Abrégé de l'histoire de l'Ukraine
XXIV.
L’Ukraine entre la Pologne, la Moscovie
et la Turquie.
Dans l’esprit de Vyhovsky l’union avec la Pologne devait lui servir à obtenir l’aide nécessaire pour se débarrasser de la Moscovie et abattre l’opposition qu’il rencontrait en Ukraine même. Mais la Pologne était si affaiblie qu’elle avait besoin elle-même d’un secours qu’elle espérait trouver chez les cosaques. Avec l’aide des Tartares, Vyhovsky parvint à infliger, près de Konotope, une sanglante défaite aux voïvodes moscovites, mais il ne réussit pas à se rendre maître de la situation. La crainte de la domination polonaise et du retour des seigneurs polonais en Ukraine suffisait à éloigner de lui la population. On ne pouvait s’expliquer les motifs qui le faisaient agir. De nouveau on lui opposa Georges Chmelnytsky et toute l’armée cosaque embrassa le parti de ce dernier. Vyhovsky dut abdiquer l’hetmanat.
Obligés par la pression des masses à reprendre le joug de la Moscovie, les dirigeants ukrainiens auraient voulu du moins en obtenir l’assurance qu’elle ne s’immiscerait pas dans les affaires intérieures de l’Ukraine. Mais le gouvernement du tzar tenait à profiter de la défaite du parti de Vyhovsky pour s’arroger les droits les plus étendus. Aussi, après qu’ils eurent amadoué Georges Chmelnytsky, ainsi que les principaux chefs et constitué un conseil des cosaques favorable à leurs vues, les voïvodes firent accepter de nouvelles restrictions à l’autonomie.
Cela n’était pas fait, évidemment, pour concilier les têtes éclairées au nouveau régime. C’est pourquoi, lorsque, quelques mois plus tard, la Moscovie envoya ses troupes et les cosaques en Galicie et que cette expédition fut battue par la Pologne, celle-ci put espérer renouer ses relations avec les Ukrainiens. Mais elle tomba dans la même faute que la Moscovie : elle voulut profiter de la pénible situation des Ukrainiens, causée par la défaite, pour diminuer encore les concessions, qu’elle avait faites à Hadiatch (quoique, comme on l’a vu, ces concessions n’eussent contenté personne à l’époque). De fait, on en arriva à rétablir le traité d’union de Hadiatch, sous une forme plus désavantageuse pour l’Ukraine (1660), ce qui enlevait à cet acte toute possibilité de pouvoir servir de base à des rapports politiques normaux.
Ces mouvements alternatifs, tantôt vers la Pologne, tantôt vers la Moscovie, auxquels était condamnée la diplomatie cosaque, devenaient, grâce à la malveillance de ces deux puissances à l’égard des aspirations nationales et sociales de l’Ukraine, désastreuses pour ce pays qui, à chaque nouvelle oscillation, restant incapable de faire triompher sa cause, perdait quelque chose de ses forces.

(Enregistrements du jeu de données d'annotation par points)

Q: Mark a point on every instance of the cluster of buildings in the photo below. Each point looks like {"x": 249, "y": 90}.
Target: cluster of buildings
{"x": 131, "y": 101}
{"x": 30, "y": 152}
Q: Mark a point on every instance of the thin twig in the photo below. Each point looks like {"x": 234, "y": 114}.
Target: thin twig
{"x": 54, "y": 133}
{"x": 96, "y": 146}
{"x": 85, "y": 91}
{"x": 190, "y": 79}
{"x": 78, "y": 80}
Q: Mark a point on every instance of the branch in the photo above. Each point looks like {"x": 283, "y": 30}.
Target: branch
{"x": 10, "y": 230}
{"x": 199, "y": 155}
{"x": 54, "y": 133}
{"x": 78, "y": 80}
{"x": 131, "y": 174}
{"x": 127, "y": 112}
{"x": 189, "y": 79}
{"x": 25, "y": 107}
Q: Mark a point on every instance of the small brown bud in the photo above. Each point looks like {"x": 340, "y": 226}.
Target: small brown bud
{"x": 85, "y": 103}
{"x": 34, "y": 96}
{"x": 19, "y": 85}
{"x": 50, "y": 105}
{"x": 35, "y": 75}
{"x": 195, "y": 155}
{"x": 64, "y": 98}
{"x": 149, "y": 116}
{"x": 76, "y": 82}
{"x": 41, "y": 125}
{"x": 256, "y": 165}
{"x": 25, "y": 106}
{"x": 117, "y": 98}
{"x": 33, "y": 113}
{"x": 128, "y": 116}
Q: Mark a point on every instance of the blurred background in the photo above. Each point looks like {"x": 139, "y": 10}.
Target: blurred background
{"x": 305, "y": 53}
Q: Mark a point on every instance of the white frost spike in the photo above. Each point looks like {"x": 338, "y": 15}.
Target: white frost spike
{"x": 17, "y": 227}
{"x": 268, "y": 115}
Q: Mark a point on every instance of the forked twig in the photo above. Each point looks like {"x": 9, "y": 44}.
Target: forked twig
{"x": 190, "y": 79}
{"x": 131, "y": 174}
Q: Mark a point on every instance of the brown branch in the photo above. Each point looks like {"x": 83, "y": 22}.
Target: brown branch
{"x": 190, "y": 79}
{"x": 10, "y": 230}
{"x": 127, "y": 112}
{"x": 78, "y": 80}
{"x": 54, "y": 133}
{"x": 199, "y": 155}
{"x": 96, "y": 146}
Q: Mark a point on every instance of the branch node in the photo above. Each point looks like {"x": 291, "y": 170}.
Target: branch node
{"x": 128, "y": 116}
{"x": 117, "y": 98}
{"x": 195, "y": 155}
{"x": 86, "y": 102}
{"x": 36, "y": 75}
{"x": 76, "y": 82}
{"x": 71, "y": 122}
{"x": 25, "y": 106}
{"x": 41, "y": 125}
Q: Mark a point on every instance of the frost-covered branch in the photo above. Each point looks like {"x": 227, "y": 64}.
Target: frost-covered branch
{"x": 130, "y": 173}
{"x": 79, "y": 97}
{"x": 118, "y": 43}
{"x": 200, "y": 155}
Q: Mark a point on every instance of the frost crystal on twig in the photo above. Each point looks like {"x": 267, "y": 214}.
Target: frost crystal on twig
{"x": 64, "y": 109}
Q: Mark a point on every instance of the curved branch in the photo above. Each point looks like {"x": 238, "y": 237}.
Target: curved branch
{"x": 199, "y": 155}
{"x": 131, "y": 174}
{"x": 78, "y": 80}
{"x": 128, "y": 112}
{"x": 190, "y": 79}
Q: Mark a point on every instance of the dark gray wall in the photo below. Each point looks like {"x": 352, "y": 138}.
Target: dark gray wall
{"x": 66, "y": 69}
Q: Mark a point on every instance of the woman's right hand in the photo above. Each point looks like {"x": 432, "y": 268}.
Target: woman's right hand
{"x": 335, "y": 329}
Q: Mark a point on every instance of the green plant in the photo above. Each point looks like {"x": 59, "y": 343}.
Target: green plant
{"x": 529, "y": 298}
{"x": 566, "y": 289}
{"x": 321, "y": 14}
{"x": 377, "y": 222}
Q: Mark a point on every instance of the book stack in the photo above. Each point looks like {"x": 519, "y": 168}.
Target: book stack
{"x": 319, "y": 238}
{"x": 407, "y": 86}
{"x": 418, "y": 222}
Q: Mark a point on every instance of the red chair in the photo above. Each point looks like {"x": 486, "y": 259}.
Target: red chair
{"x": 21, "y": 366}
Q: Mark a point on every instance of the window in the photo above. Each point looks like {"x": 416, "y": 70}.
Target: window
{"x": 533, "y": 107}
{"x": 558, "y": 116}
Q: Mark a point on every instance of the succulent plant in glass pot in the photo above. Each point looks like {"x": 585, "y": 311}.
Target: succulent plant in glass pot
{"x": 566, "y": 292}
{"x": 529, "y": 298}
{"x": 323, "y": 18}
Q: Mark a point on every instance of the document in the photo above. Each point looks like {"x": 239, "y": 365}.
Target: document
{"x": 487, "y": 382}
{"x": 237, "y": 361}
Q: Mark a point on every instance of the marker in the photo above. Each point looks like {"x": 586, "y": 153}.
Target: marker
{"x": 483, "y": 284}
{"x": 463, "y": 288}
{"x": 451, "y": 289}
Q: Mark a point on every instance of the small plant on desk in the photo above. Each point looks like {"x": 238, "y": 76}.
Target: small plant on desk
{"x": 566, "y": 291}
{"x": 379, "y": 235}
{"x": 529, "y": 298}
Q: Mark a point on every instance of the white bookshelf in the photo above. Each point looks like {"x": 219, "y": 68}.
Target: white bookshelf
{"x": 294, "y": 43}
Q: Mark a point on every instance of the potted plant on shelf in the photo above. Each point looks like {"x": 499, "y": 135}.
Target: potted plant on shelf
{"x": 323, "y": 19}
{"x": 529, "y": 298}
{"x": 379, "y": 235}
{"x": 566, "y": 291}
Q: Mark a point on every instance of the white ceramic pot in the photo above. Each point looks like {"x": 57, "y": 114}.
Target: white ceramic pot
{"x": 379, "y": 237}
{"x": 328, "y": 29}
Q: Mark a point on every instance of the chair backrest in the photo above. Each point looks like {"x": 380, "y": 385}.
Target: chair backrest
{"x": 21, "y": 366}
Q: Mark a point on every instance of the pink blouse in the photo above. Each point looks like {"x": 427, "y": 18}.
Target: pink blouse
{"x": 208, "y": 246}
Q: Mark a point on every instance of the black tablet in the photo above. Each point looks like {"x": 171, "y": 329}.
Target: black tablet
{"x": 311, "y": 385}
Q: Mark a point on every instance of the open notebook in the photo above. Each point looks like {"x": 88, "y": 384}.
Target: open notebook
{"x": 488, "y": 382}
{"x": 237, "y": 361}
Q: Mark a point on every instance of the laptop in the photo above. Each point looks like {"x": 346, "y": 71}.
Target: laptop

CONSIGNES ET EXIGENCES. Extrayez du texte sur l'histoire de l'Ukraine le passage allant de « Cela n’était pas » jusqu'à « rapports politiques normaux. », sans rien y modifier. Les enregistrements n'interviennent en rien ici.

RÉPONSE CORRECTE.
Cela n’était pas fait, évidemment, pour concilier les têtes éclairées au nouveau régime. C’est pourquoi, lorsque, quelques mois plus tard, la Moscovie envoya ses troupes et les cosaques en Galicie et que cette expédition fut battue par la Pologne, celle-ci put espérer renouer ses relations avec les Ukrainiens. Mais elle tomba dans la même faute que la Moscovie : elle voulut profiter de la pénible situation des Ukrainiens, causée par la défaite, pour diminuer encore les concessions, qu’elle avait faites à Hadiatch (quoique, comme on l’a vu, ces concessions n’eussent contenté personne à l’époque). De fait, on en arriva à rétablir le traité d’union de Hadiatch, sous une forme plus désavantageuse pour l’Ukraine (1660), ce qui enlevait à cet acte toute possibilité de pouvoir servir de base à des rapports politiques normaux.